WHAT THIS TASK INVOLVES -
Answer these questions from the text below on the database directory files:
(a) Which programs write the files with the map extension?
(b) When do interpreter and osm3s_query read the idx files?
(c) During an update run, where is the newly constructed view of file blocks kept?

EXTRACTED TEXT -
******************************

During normal operations, more than 100 files are in the database directory. They can be grouped most easily by looking at their extensions:

files with file extension bin contain the actual payload data. They are read by interpreter and osm3s_query and written by update_database and update_from_dir. Those of the bin files that store derived area data are also read by interpreter and osm3s_query, but written by osm3s_query --rules with the updated areas.

files with file extension map contain index data such that from any element (node, way, relation) id the geographical index of the full element can be found. These files are also read by interpreter and osm3s_query and written by update_database and update_from_dir.

files with extension idx contain index data to allow finding the right file data box for a given geographical index. Each idx file corresponds to exactly one bin or map file by having the file extension .idx attached. The idx files are also read by interpreter and osm3s_query but only and fully on startup. A running update process (i.e. update_database or update_from_dir) does not write directly to these files but instead the dispatcher moves the temporary shadow files (see below) in place once an update succeeded.

files with extension shadow are temporary files during an update run. These files are used by the updating process to ensure that no conflicts with concurrent reading processes arise.

We discuss the other file types further below.

The Update Mechanics

The update process is designed to ensure integrity to all processes that are reading during one or more update cycles.

This is ensured on the level of file blocks within the payload (the map and bin) files. During an update run changed blocks are rewritten as new blocks, and there are then two or more views of file blocks to form a complete index. The existing one is in the corresponding idx file while the newly constructed view is in the shadow file.

******************************

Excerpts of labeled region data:
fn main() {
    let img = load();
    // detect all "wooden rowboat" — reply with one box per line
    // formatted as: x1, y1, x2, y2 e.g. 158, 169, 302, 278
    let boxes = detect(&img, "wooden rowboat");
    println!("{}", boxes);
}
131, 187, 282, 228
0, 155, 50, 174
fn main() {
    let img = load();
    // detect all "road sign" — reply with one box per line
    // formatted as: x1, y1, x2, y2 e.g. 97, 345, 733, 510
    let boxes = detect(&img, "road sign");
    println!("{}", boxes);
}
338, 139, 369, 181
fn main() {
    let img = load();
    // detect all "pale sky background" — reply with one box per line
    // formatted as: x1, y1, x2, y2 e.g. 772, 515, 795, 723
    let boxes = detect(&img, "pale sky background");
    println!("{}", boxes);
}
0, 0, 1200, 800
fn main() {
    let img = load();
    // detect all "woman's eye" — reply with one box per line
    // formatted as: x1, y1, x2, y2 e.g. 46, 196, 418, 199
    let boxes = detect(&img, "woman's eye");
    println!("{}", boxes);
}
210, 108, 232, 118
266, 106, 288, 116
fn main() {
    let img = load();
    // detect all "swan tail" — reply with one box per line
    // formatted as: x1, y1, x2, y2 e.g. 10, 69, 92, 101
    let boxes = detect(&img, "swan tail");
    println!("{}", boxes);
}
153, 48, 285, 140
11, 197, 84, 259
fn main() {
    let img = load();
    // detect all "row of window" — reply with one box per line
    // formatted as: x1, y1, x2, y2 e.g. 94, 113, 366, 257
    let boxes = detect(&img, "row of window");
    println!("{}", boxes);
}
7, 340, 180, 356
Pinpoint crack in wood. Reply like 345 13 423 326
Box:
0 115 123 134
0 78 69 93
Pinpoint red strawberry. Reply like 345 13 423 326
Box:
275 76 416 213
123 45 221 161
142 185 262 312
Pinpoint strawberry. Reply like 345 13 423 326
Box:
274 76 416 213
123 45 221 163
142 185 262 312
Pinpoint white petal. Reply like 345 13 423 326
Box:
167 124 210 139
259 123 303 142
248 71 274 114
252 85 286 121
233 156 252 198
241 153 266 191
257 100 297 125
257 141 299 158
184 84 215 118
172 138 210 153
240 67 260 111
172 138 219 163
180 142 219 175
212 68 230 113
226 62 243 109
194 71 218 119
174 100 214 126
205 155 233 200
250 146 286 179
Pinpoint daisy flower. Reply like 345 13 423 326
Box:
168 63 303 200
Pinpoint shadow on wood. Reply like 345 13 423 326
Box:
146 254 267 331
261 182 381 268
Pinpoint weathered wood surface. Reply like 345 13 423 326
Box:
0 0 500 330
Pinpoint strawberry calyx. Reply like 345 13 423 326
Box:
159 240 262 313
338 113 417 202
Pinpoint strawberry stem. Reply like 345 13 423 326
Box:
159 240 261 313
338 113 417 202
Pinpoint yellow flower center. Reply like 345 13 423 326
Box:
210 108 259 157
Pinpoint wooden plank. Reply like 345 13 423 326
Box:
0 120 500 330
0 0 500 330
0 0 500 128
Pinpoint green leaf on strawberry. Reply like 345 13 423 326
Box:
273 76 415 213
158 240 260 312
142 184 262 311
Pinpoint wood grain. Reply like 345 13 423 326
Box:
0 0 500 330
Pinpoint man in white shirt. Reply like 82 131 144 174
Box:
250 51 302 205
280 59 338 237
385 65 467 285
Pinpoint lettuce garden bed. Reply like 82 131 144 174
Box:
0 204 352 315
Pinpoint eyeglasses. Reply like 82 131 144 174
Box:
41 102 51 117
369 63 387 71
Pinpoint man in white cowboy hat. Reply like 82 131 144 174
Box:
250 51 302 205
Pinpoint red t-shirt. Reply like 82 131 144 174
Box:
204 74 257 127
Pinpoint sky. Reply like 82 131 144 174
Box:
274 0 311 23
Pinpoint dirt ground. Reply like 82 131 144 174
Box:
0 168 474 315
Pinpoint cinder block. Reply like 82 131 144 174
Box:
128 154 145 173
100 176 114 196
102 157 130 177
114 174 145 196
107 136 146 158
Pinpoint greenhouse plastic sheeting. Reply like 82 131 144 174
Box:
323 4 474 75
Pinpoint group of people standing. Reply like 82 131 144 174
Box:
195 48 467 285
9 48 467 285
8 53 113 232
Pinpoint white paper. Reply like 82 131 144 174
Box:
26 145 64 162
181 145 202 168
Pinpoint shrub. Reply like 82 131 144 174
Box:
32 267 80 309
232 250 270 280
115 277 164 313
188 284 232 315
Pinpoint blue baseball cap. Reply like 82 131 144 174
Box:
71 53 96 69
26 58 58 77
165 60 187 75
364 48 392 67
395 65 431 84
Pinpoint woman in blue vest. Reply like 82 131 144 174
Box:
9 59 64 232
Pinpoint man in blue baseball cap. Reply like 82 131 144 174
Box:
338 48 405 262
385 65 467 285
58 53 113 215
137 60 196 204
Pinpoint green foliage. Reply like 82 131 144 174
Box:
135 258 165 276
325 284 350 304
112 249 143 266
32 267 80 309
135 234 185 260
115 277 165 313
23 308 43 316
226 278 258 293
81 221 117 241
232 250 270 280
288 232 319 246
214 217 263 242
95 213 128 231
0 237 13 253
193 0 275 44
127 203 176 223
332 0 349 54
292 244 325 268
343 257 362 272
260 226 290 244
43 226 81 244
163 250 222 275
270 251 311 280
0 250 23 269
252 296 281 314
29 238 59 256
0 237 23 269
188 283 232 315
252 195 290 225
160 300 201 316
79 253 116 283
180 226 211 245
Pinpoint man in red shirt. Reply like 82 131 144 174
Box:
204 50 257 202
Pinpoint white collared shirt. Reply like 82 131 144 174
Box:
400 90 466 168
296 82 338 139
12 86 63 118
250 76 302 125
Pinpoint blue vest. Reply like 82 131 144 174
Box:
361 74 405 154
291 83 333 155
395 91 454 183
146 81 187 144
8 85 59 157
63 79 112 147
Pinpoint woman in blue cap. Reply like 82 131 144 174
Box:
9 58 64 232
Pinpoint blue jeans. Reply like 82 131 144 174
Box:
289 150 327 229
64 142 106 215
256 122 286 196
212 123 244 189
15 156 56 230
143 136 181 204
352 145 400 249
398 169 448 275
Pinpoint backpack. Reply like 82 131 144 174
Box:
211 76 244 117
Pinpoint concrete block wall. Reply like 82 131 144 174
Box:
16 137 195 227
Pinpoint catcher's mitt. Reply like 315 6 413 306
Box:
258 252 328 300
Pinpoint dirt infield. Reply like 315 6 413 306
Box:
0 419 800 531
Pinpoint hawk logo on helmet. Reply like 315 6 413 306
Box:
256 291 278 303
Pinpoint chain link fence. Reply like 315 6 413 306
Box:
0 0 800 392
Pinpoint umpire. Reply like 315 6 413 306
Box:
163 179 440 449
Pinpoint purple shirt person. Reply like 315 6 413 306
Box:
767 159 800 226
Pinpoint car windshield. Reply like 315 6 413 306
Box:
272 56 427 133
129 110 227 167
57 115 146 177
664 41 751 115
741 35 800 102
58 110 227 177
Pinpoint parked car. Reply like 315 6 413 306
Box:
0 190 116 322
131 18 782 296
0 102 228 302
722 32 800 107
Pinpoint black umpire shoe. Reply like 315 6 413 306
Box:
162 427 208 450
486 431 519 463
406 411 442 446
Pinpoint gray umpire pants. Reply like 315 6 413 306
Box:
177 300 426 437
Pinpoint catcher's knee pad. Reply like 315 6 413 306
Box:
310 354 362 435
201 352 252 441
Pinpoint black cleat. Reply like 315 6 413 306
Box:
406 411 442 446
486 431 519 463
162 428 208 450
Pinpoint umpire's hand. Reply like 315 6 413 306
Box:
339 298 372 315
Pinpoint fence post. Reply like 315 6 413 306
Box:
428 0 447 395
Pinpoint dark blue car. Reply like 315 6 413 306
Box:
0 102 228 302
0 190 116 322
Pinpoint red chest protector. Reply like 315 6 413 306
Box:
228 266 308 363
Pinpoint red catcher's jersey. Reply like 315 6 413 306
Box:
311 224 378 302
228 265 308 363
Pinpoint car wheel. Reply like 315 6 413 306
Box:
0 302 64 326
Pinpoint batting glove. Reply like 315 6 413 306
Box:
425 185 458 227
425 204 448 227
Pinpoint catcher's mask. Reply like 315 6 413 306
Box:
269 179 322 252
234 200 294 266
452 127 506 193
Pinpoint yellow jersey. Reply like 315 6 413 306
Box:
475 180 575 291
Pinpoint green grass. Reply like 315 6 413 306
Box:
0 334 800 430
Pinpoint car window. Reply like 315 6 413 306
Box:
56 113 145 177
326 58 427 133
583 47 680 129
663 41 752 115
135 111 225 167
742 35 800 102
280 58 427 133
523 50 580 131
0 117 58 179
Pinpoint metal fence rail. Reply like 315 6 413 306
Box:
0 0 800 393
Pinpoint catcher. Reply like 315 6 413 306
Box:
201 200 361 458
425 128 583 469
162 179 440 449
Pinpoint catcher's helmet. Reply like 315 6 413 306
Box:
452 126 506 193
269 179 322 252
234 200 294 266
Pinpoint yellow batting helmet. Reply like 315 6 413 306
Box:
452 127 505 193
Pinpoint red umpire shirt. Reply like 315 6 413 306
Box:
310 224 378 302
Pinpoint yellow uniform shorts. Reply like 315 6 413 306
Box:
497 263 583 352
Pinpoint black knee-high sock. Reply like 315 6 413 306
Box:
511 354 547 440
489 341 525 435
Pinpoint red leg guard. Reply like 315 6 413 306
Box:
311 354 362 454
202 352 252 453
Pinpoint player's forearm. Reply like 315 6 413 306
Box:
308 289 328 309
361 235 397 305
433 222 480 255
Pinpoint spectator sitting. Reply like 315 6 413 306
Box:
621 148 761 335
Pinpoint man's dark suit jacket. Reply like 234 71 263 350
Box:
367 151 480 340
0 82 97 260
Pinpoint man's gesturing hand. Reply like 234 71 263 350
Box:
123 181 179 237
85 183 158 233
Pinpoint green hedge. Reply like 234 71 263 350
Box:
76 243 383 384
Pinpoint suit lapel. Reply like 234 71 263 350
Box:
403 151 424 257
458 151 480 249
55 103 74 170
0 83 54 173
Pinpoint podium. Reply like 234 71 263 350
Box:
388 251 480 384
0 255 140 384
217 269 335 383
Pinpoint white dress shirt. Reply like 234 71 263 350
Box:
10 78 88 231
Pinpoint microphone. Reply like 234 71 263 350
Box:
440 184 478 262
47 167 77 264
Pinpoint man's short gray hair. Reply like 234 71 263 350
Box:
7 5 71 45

******************************

ANSWER FOR THE TASK -
(a) update_database and update_from_dir
(b) Only and fully on startup
(c) In the shadow file